— Start of Given text —
Question

Integrate :-

Answer 1

my favourite topic :D

Answer 2

\[\int\limits \frac{\cos ^3x + \cos ^5x }{ \sin ^2x + \sin ^4x } dx\]

Answer 3

@hartnn
Not anymore? :D

Answer 4

this is a bummer, need to think a bit....
and ofcourse it still is :)

Answer 5

Wolfram crashed >.>

Answer 6

:O

Answer 7

But its doable,
\[\int\limits \frac{\cos ^3 x+\cos ^5 x}{\sin ^2 x+\sin ^4 x} \, dx=-\frac{1}{2} (\csc x) (cos(2x)+12sin(x)tan^{-1}(sin(x))+3)+c\]

Answer 8

i would try t= sin x

Answer 9

cos^3 + cos^5 dx = (cos^2 + cos^4) cos x dx

t= sin x
dt = -cos x dx

Answer 10

cos^2 + cos^4 is easy to convert into sin^2 terms

can you @goformit100 ?

Answer 11

Can I get to know the Process ?? @.Sam.

Answer 12

would you not like to try on your own first ?

Answer 13

@hartnn I am Weak At Integrals :(

Answer 14

at trigonometry ?

can you convert cos^2 x+ cos^4 x into only sin terms ?

Answer 15

yes

Answer 16

ok, what you got for
cos^2 x+ cos^4 x ?

Answer 17

there ?

Answer 18

I am unable.

Answer 19

you know sin^2 x + cos^2 x=1 ?

Answer 20

yes I know

Answer 21

so, whats cos^2 x from there ?
and whats cos^4 x ?

Answer 22

Not getting Please Explain

Answer 23

sin^2 x + cos^2 x = 1

so, cos^2 x =.... ?

Answer 24

1 - sin^2

Answer 25

good,
so cos^2 x = 1-sin^2 x
what about cos^4 x ?

Answer 26

Not getting really.

Answer 27

cos^4x =(cos^2)^2

Answer 28

I can help, lets start with algebra. What ways do you see to simplify this fraction?
it's always better to make the thing you're integrating simpler before you try to integrate it.

Answer 29

@goformit100

Answer 30

Ya. But I know I have to use the substitution. But How, don't know .
— End of Given text —
— Start of Data segment —
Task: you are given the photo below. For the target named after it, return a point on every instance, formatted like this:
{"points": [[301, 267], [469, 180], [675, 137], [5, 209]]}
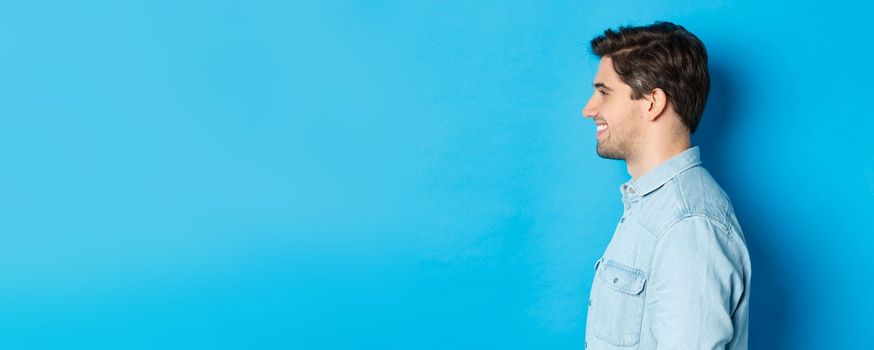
— End of Data segment —
▶ [Written task 1]
Answer these questions about the integration thread:
(a) What substitution is the first one suggested?
(b) What is said to have crashed?
(c) What expression is given in reply to "so, cos^2 x =.... ?"
▶ [Written task 2] Resume the integration thread after its last reply, "Ya. But I know I have to use the substitution. But How, don't know ."

▶ [Written answer 1]
(a) t = sin x
(b) Wolfram
(c) 1 - sin^2

▶ [Written answer 2]
Answer 31

Well, there are several algebraic ways you can simplify the fraction (the thing between the integral sign and dx)
For instance, you could try factoring something out.
Do you see anything that you can factor out of the numerator?
Let's start by seeing how this can be factored. Why don't you go ahead and factor what you can out of the numerator and denominator?

Answer 32

Ok.

Answer 33

Ok please do it on the board, and then post it.

Answer 34

One thing I notice is that since all the powers in the numerator are odd, if I'
factor out a cos (x), I'll have a spare term of c0s (x) dx

Answer 35

Ya, okay. After then ?

Answer 36

can I see how it looks like?

Answer 37

lies and slander. You're not even in Calculus, goformit!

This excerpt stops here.